=== Supplied records ===
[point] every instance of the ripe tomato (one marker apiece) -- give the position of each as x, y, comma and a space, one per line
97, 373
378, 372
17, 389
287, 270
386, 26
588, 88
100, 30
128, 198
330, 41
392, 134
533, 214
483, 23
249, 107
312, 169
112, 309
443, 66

=== What is needed ===
Please set out every line of the records above as a numbered list, leaving out any blank lines.

=== Full solution ===
1. [point] every instance of the ripe tomato (one marker apiece) -- give the position of each as x, y, comma and a space, one per line
2. 97, 373
3. 378, 372
4. 17, 389
5. 287, 270
6. 386, 26
7. 588, 88
8. 100, 30
9. 128, 198
10. 330, 41
11. 392, 134
12. 533, 214
13. 483, 23
14. 249, 107
15. 312, 169
16. 112, 309
17. 443, 66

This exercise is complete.